■ **DOCUMENT EXTRACT**:
------------------------------

To clarify, a residential service is fed with a single phase, two pole, three wire, 120/240 volt service. Although a two phase system does exist, the phases are 90 degrees out of phase and it is not as practical as a single phase or three phase system. I don't know of an application that it is used in presently, and for all intensive purposes, it does not exist. 2 phase is often misused to describe a residential service, even by some electricians!

220 volts is usually used to describe a piece of equipment that can run on either 208 single phase (commercial) power, or 240 volt single phase (residential). 220v itself is actually not used in this country.

It is true that it is better to step down from the 240 volts to 120 volts to help keep the load balanced in the service. In your case, you say that your load is not balanced. If it is that badly out of balance, it would be better to take your circuit from the pole that has the less load at 120v and just do a 1:1 isolation transformer. This will give you better voltage at your receptacle and also help to balance your electrical service. Well, actually it would be best if you rewired your panel to get it close to balanced and then used a 240v 2:1 step down transformer. That would be optimal.

------------------------------

■ **REQUIRED WORK**:
**a)** In the text on residential electrical service, how many degrees out of phase are the phases of a two phase system?
**b)** Continue the text on residential electrical service from its final sentence.
The records after this point are separate material and have no connection to the text on residential electrical service.

■ **DATA SUPPLIED**:
------------------------------

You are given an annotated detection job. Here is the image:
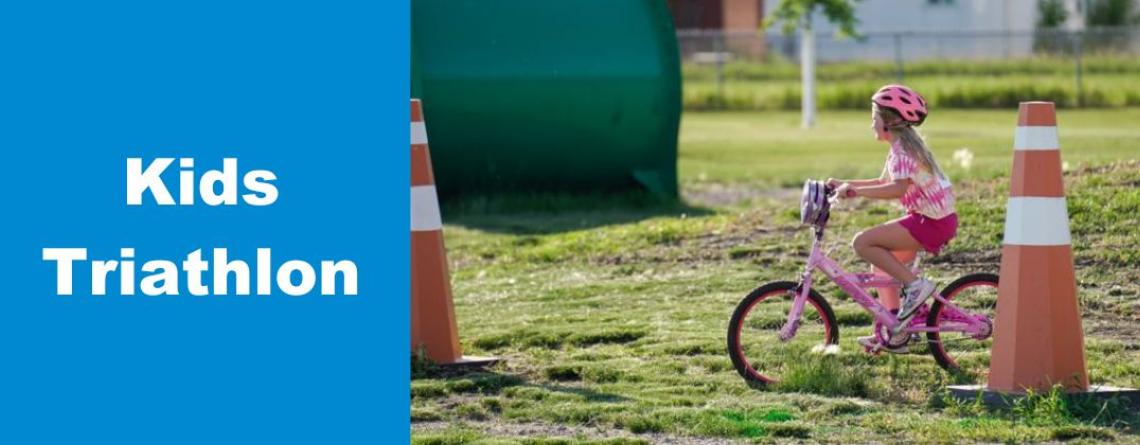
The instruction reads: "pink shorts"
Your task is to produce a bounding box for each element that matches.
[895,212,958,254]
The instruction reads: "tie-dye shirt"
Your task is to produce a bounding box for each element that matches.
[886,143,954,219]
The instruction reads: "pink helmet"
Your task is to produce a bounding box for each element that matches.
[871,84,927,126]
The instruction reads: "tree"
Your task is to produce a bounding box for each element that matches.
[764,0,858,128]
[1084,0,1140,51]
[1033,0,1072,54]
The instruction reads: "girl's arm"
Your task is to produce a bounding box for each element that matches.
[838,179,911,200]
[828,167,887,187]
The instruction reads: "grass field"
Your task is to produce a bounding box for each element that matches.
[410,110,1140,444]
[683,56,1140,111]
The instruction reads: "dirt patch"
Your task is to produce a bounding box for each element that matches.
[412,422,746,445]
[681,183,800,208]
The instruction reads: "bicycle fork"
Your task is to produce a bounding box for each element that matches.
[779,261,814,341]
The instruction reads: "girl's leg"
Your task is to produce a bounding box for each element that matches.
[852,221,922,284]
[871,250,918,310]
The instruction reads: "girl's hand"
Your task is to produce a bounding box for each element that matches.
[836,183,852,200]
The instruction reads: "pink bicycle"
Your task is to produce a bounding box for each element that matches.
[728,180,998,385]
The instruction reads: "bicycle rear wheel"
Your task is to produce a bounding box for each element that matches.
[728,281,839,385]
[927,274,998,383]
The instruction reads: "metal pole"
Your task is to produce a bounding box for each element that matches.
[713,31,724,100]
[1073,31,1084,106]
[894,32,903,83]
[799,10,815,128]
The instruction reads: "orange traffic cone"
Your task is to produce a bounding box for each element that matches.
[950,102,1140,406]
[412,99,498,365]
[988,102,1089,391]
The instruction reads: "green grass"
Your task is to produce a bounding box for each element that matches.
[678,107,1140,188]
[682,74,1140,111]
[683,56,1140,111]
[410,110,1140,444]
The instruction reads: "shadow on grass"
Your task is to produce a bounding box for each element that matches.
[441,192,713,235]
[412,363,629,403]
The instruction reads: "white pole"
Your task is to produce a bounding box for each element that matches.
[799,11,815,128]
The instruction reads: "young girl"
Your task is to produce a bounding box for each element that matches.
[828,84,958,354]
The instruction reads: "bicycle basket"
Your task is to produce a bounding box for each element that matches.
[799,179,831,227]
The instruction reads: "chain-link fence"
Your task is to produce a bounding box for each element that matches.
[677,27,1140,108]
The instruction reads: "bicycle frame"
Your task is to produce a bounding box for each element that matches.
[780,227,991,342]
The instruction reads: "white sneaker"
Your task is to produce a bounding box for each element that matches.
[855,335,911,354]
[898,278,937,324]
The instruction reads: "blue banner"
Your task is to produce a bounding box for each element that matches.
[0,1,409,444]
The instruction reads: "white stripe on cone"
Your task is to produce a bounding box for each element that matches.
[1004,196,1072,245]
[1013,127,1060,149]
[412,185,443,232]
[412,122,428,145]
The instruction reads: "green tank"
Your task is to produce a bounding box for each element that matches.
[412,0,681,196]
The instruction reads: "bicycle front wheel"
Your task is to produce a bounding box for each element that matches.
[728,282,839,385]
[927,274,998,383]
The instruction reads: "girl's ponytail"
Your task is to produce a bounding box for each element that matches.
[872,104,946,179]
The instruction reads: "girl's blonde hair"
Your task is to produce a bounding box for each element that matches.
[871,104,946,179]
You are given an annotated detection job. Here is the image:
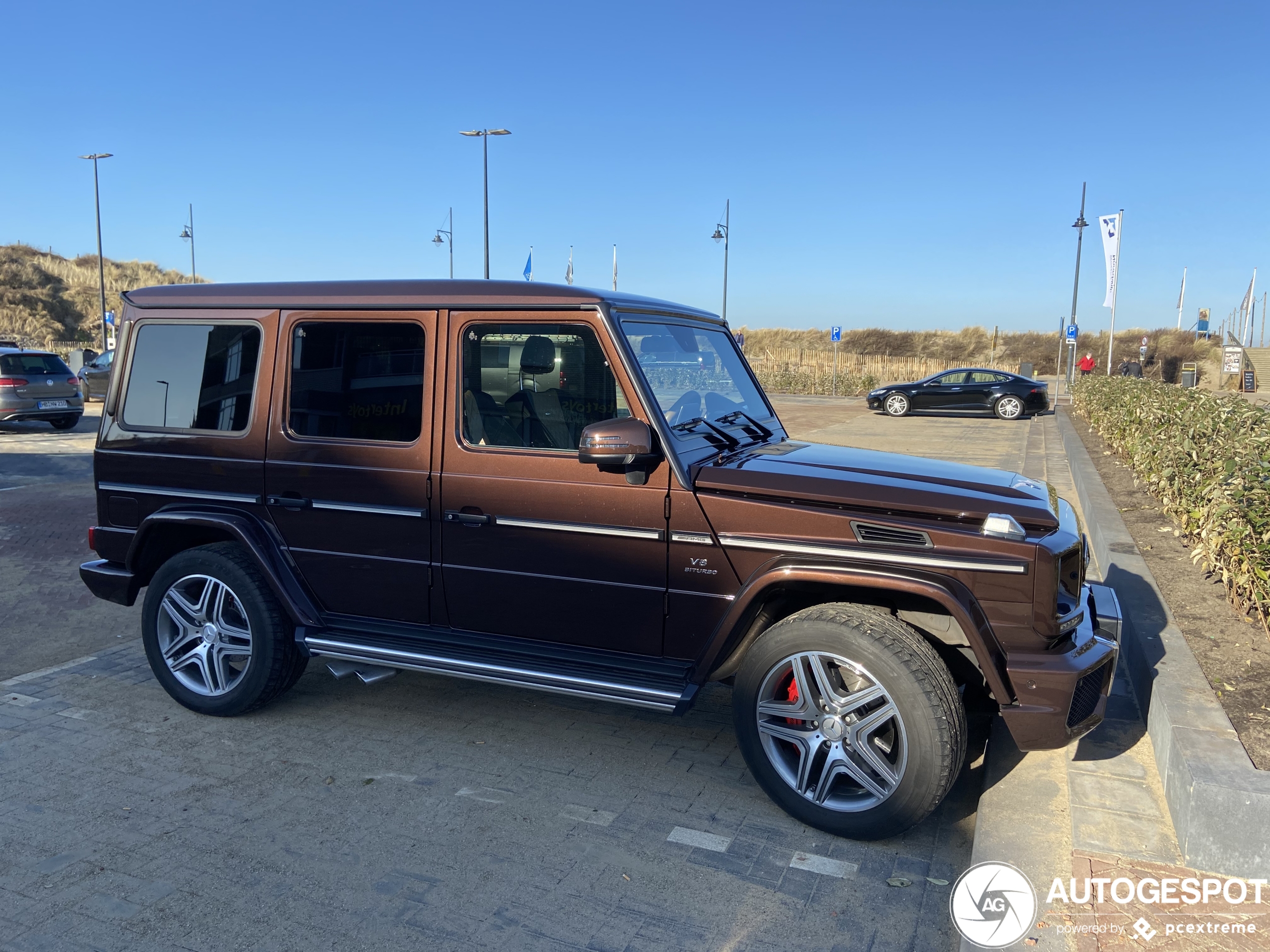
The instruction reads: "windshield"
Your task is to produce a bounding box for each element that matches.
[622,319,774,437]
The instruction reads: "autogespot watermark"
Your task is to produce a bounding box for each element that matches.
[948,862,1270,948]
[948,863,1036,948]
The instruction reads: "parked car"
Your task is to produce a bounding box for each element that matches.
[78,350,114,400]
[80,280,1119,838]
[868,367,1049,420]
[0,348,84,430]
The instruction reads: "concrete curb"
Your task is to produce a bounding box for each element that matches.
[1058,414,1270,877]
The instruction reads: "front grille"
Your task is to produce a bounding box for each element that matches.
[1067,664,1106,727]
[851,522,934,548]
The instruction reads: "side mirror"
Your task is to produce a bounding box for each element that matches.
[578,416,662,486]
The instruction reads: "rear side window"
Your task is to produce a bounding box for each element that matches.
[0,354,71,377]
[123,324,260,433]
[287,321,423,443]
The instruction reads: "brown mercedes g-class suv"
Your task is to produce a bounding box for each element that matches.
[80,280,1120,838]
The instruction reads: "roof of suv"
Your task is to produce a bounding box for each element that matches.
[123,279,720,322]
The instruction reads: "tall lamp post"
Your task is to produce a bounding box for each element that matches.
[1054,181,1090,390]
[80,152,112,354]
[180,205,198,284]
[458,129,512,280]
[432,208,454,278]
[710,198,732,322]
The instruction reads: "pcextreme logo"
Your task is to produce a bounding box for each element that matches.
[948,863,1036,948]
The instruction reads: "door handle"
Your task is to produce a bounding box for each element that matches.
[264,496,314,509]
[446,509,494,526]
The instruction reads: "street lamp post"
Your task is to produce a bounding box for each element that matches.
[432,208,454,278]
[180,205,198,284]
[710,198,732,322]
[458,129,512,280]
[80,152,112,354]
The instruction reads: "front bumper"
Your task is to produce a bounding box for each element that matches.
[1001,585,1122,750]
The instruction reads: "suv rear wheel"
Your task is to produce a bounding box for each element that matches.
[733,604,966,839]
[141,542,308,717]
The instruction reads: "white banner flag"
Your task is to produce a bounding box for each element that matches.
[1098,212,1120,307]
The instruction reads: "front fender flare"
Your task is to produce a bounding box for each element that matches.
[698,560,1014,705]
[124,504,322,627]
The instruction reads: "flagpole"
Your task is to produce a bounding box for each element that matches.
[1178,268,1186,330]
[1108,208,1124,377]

------------------------------

■ **OUTPUTS FOR THE TASKS**:
**a)** They are 90 degrees out of phase.

**b)**
Again, on an individual circuit, the power is balanced between the hot and neutral. The neutral is just as much a current carrying conductor as the hot is. The neutral is just referenced to ground. Does that make sense?

You said that electricians try to balance the two poles of a residential system. In a perfect world that would be true. Residential construction electricians, for the most part, don't give a crap if the system is balanced or not. They just want to get it done and get out. They are happy if they turn everything on and nothing trips. The electrical engineer tells them what size service is needed for the size house and the equipment in it. A panel schedule is hardly ever engineered and the electricians just hook it up according to their preference. On very rare occasions is it so lopsided that it will cause the main breaker to trip. If it does, they just come out and change a few circuits to bring it a little closer to balanced, but it is still far from optimal.

My main point is that what you are doing is a good thing, but where your ground is referenced (center or end tapped) on your system is meaningless to the quality of your power supply. My guess is that a company wants you to buy their system because it different than other normal isolated power systems because of the center referenced ground. The only draw back is that it is slightly less safe because in the event of a ground fault, you only have 60 volts to ground to push enough current to trip the breaker and prevent electrocution of a fire. I am not saying it is unsafe at all. But ever slightly less safe than a normal grounded system. In short, I am not saying that the center referenced system is not better or worse, but that it simply does not matter to the quality of the power.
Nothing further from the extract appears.